======== Extract to read ========

In reality, those who want to keep their doctor will be forced to pay more for a health plan that covers their doctor. Ezekiel J. Emanuel, an American bioethicist and Obamacare architect, said in a recent interview, "People are going to have a choice as to whether they want to pay a certain amount for a selective network or pay more for a broader network." This means that premiums will mostly go up for those who choose to keep their doctor, as many physicians and hospitals will suddenly be excluded from insurance networks. When Chris Wallace, host of Fox News said, "The president guaranteed me I could keep my doctor," Emanuel replied, "And if you want to, you can pay for it."
The Affordable Care Act will not make health insurance any more affordable, and choices of those buying into such plans may be even more limited than ever. More and more patients are estimated to opt for a direct-pay doctor due to the value that is far above and beyond anything that can be provided by health insurance. It's important, according to Dr. Berlin, that everyone has some kind of a catastrophic coverage in case of hospitalizations, major surgeries, etc. However, in the matters of regular health care and even minor emergencies, a private, direct-pay doctor is the best value for your money and time.

======== Record set ========

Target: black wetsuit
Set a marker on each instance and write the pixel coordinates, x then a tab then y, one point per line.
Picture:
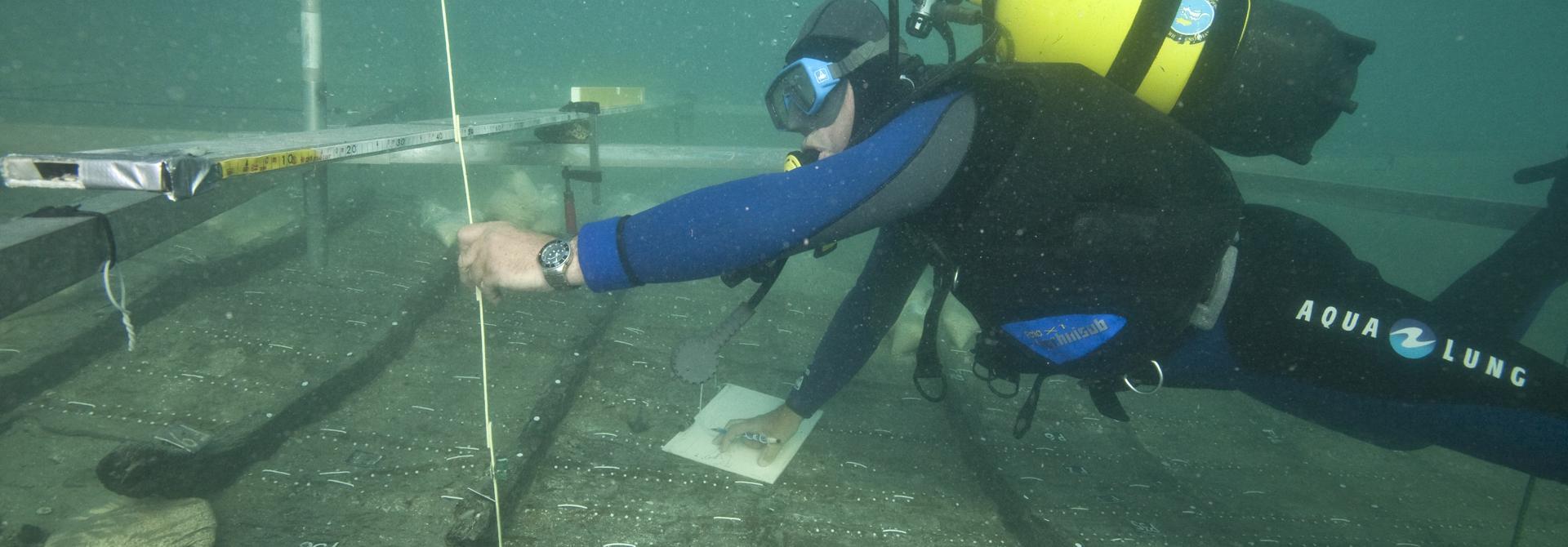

========
======== Record set ========

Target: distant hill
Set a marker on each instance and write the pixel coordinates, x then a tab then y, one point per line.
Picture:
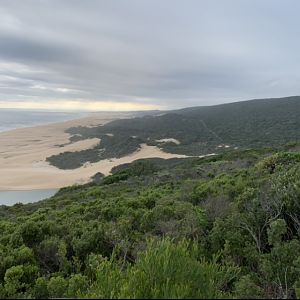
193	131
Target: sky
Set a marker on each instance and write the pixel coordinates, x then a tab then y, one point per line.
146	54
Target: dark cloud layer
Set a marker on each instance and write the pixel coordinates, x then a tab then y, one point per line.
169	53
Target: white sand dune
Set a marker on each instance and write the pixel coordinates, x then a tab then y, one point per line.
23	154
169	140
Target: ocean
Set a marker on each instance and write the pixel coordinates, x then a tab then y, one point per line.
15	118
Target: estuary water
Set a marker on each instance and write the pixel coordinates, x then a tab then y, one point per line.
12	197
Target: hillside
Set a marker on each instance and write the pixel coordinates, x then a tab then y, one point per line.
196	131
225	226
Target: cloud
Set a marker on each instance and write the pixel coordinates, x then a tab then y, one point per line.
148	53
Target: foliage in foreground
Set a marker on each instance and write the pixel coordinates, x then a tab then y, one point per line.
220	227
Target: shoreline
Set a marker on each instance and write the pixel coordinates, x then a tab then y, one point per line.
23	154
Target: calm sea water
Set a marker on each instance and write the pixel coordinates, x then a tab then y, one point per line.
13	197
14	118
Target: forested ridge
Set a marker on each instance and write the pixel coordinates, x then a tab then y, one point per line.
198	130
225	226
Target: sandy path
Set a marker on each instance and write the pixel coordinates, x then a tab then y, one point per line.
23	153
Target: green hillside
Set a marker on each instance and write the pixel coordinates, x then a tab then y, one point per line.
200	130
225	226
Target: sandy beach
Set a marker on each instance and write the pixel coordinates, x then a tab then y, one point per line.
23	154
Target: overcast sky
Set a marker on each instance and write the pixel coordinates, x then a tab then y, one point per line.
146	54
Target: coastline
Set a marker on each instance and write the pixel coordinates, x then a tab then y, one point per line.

========

- **Study questions**
1. Decide whether each statement below agrees with the passage on the Affordable Care Act, answering yes or no and quoting the exact words of the passage that decide it: (a) Emanuel told Chris Wallace that a person who wants to keep a doctor can pay for it; (b) the passage says the Affordable Care Act will make health insurance more affordable; (c) according to Dr. Berlin, catastrophic coverage is unnecessary.
2. Extend the passage on the Affordable Care Act with a few sentences that follow on from its last sentence.

- **Task results**
1.
(a) Yes: "And if you want to, you can pay for it."
(b) No: "The Affordable Care Act will not make health insurance any more affordable"
(c) No: "It's important, according to Dr. Berlin, that everyone has some kind of a catastrophic coverage in case of hospitalizations, major surgeries, etc."

2.
Aside from limited plans and lack of affordability, there is a multitude of other problems associated with Obamacare that is expected to increase concierge medicine popularity. The Association of American Medical Colleges estimates that there will be a shortage of 91,500 doctors by 2020 as the Affordable Care Act is implemented and 30 million Americans suddenly become eligible for health insurance coverage. With so many newly insured people, previous patients might find it difficult to schedule appointments with their doctor and won't receive the same type of personalized care or relationship that they are used to.
So is the Affordable Care Act really more affordable? For those looking to keep their current plan or doctor, the answer is most likely “no”… they will have to pay extra to receive the care they want.